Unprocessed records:
···
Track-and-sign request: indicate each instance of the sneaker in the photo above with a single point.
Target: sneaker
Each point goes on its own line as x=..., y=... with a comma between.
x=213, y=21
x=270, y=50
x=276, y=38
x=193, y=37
···
Objective: Copy out the material above line for line, changing nothing.

Finished exercise:
Track-and-sign request: indicate each instance of the sneaker in the photo above with a single point.
Target: sneaker
Each point goes on its own line as x=..., y=... with a comma between.
x=213, y=21
x=270, y=50
x=276, y=38
x=193, y=37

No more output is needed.